Convert everything below, from the row containing "the blue roundabout" down to the final row, into a numbered list with blank lines omitted.

* begin Data listing *

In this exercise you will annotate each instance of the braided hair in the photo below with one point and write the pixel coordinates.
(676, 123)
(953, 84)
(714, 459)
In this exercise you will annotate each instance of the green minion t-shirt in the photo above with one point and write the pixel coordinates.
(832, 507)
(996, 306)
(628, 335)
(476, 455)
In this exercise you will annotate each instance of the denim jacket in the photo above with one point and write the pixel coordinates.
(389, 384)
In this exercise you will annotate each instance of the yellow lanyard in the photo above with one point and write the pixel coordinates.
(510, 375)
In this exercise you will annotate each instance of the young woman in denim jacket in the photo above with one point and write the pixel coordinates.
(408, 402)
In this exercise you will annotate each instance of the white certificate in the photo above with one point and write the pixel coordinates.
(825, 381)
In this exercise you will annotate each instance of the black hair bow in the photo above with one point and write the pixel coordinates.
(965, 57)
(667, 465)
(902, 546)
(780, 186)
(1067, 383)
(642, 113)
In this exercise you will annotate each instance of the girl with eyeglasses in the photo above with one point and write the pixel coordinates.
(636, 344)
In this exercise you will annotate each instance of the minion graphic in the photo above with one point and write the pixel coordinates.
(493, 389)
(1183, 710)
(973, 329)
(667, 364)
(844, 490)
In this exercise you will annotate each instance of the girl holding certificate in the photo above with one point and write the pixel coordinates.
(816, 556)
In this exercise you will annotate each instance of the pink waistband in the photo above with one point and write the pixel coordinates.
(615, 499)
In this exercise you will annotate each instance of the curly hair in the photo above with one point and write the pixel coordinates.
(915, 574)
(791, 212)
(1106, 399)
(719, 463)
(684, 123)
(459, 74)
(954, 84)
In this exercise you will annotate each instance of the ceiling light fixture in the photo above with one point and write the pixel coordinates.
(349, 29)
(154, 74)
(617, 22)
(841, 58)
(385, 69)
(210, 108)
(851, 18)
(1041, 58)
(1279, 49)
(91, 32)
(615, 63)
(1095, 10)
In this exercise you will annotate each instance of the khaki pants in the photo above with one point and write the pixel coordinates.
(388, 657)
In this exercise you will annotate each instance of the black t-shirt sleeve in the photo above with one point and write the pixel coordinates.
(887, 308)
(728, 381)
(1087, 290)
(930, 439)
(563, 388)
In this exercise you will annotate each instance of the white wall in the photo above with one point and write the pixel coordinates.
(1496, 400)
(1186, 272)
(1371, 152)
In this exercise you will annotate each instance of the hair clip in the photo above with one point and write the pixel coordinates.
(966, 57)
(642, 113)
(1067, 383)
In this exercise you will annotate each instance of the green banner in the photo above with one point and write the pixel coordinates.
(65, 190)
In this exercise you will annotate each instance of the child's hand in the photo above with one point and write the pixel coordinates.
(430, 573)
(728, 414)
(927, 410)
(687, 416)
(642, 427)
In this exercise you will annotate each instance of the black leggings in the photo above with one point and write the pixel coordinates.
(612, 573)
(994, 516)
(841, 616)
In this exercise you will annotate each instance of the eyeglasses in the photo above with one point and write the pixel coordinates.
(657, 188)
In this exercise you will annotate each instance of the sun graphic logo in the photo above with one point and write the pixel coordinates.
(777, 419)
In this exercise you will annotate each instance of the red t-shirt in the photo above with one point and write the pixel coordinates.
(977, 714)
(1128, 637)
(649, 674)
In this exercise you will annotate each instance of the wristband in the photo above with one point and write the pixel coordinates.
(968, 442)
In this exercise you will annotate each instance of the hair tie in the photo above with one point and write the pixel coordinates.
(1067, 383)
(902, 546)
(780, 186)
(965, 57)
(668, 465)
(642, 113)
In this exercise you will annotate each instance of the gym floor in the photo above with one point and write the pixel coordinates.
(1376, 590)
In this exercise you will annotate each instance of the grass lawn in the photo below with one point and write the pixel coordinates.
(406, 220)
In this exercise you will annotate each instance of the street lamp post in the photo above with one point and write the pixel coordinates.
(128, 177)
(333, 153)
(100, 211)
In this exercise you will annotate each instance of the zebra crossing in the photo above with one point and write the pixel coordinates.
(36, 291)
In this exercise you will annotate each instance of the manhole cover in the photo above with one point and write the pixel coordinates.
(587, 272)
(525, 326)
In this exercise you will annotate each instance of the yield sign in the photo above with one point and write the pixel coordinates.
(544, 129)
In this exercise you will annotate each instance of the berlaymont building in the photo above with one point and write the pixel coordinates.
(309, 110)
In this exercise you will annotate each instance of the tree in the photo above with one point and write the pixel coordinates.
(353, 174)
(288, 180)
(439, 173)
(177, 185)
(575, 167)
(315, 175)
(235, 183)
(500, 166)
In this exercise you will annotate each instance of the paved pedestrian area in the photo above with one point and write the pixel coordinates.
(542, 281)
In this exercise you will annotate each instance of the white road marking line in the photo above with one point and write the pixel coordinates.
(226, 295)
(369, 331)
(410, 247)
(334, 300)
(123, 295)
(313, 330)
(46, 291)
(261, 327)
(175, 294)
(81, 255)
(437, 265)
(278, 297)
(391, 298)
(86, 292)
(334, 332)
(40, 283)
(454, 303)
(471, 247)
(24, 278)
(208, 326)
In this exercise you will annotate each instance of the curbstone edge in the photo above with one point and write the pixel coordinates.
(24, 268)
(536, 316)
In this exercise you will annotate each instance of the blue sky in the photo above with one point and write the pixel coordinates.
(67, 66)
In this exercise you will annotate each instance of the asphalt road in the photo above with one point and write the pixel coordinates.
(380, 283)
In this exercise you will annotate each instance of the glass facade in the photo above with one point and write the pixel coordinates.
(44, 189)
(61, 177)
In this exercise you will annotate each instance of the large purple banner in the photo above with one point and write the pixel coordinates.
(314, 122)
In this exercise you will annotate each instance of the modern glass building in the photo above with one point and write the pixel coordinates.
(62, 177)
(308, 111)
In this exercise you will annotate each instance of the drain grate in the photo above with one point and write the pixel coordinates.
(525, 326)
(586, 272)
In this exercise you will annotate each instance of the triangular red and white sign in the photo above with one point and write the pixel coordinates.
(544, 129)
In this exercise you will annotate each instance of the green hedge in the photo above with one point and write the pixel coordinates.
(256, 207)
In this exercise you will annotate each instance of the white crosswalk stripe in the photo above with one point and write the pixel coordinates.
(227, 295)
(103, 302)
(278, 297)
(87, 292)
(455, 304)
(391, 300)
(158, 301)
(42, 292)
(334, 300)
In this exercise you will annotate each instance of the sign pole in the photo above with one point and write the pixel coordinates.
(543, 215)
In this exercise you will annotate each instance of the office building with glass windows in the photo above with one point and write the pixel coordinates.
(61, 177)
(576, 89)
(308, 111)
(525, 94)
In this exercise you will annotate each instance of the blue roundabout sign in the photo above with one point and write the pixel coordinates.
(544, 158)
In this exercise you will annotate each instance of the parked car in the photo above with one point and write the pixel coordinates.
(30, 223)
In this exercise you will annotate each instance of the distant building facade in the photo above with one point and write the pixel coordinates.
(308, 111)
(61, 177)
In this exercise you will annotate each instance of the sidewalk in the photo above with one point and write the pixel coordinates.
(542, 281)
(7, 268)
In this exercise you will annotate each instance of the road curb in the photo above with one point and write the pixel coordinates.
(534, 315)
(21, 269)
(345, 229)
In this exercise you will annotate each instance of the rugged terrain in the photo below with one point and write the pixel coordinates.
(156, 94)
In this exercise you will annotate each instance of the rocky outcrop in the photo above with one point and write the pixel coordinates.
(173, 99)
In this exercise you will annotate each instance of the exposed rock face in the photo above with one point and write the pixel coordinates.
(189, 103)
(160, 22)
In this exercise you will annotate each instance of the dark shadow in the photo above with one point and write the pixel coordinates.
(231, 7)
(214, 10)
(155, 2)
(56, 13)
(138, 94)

* end Data listing *

* Response below:
1. In this exercise you will annotate each instance of the blue roundabout sign in the photo above with one point and write the pixel coordinates.
2. (544, 158)
3. In this exercise you will annotate each instance of the parked car in the photo above with one point and write the pixel coordinates.
4. (30, 223)
5. In this exercise you will annotate each instance of the distant building facade in the photo above with one point and write the pixel coordinates.
6. (308, 111)
7. (61, 177)
8. In this exercise you will annotate each instance of the sidewalk in the photo above with one point and write the pixel coordinates.
9. (542, 281)
10. (7, 268)
11. In this exercise you will annotate each instance of the road curb in the photo above with one point and write the pixel coordinates.
12. (534, 315)
13. (21, 269)
14. (345, 229)
15. In this exercise you will annotate each instance of the rugged terrain in the photo below with one point and write the pixel coordinates.
16. (156, 94)
17. In this exercise you will annotate each instance of the rocky outcrop in the photo above with one point and write the pixel coordinates.
18. (173, 99)
19. In this exercise you will annotate each instance of the exposed rock face in the photo above with one point and write the pixel coordinates.
20. (189, 103)
21. (160, 22)
22. In this exercise you will annotate each instance of the dark shadow in the photo above with one point and write the pixel coordinates.
23. (231, 7)
24. (214, 10)
25. (155, 2)
26. (56, 13)
27. (138, 94)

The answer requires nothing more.